───── RECORDS SHOWN ─────

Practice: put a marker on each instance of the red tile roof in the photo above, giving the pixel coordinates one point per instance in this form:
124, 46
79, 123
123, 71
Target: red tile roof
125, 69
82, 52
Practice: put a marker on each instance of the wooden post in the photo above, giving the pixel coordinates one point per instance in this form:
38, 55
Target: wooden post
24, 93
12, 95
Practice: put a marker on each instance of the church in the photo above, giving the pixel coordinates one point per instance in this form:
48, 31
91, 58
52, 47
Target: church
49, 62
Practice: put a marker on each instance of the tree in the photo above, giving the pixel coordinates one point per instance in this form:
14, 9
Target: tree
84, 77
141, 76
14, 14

─────
───── RECORDS SHOWN ─────

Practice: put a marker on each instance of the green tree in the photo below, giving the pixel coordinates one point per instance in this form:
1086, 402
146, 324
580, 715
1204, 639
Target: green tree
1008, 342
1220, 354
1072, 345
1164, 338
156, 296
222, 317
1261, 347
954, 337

─────

Using the entries above, determine how many lines include the string "photo" and write only that number.

5